### Records
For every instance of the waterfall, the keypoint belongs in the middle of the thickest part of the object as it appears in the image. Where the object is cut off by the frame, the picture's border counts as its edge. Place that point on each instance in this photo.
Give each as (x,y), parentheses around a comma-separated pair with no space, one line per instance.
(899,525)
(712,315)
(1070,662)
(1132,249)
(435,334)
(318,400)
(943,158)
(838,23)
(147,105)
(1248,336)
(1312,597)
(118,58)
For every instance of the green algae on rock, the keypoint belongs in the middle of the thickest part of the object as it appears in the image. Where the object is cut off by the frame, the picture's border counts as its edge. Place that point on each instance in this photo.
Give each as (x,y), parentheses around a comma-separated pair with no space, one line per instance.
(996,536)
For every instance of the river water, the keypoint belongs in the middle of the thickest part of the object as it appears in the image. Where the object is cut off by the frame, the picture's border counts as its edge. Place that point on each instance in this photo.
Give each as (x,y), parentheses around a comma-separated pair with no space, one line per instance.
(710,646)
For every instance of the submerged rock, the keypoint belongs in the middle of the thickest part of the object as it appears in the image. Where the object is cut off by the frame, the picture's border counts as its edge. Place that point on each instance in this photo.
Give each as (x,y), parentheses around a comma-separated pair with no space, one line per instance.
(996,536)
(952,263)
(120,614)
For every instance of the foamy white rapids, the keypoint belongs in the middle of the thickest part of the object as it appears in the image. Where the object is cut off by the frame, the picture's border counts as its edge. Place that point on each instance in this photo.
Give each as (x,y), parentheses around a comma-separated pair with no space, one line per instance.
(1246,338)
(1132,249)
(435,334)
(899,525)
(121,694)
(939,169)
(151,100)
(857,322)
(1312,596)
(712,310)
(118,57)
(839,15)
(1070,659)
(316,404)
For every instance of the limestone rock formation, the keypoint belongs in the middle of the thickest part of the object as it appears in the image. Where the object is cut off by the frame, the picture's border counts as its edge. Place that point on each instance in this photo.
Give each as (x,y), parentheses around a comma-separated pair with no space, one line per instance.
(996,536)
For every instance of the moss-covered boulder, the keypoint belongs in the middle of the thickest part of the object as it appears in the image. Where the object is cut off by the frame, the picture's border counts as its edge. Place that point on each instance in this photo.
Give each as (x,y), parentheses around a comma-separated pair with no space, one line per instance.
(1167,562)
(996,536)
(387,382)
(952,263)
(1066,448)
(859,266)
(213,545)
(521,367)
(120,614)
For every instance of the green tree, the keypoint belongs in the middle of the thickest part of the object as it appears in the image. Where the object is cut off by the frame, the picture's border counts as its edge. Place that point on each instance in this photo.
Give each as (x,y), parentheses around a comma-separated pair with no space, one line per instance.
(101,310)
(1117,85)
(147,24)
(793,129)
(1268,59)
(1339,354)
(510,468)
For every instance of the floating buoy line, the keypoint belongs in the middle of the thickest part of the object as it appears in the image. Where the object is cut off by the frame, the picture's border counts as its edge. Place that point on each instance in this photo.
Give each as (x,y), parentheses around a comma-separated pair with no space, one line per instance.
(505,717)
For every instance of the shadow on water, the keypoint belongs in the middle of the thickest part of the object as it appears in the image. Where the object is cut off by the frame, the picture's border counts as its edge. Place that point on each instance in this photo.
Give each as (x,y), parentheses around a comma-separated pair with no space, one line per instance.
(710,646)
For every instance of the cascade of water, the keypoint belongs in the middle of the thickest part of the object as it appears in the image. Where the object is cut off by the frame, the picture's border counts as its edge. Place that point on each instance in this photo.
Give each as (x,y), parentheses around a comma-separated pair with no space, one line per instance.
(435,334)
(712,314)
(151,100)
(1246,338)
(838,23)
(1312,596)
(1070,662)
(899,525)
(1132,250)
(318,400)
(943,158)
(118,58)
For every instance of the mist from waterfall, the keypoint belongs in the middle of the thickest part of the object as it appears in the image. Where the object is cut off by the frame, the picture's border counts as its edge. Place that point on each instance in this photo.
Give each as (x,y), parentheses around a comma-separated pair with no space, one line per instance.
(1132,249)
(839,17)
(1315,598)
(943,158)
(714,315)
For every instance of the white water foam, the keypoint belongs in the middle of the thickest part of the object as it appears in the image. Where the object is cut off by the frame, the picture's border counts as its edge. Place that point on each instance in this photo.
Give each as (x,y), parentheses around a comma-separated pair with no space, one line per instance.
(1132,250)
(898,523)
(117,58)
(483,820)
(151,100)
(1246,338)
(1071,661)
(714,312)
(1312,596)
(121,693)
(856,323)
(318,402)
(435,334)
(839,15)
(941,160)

### Work required
Repeat only the stretch of lines that opens with the line containing "For every instance of the mist" and closes with the final line of the entries, both included, exactly as written.

### Complete response
For every instance of the mist from waterfall, the keypoint belongs in the middle of the thickest part of the object as it appears in the image. Where the object is cut off by the frame, the picture's border counts as its edge. Place that point on each instance in this photo.
Give each as (x,y), parentheses around a comma-separated pair with no space, one line per instance.
(1132,249)
(839,17)
(1315,598)
(943,158)
(714,315)
For every instance of the white water foam, the keypoint belongs in the middle of the thickest part of the object as it appears in the image. Where the object is cut off by the frame, the picture's border counts as its edge. Place that point on each instance in this photo.
Give each as (x,y), parentheses around a comma-separated pair with no space, one line per instance.
(1132,250)
(898,523)
(117,58)
(483,820)
(151,100)
(1246,338)
(1071,661)
(714,312)
(1312,596)
(121,693)
(856,323)
(318,402)
(435,334)
(839,15)
(941,160)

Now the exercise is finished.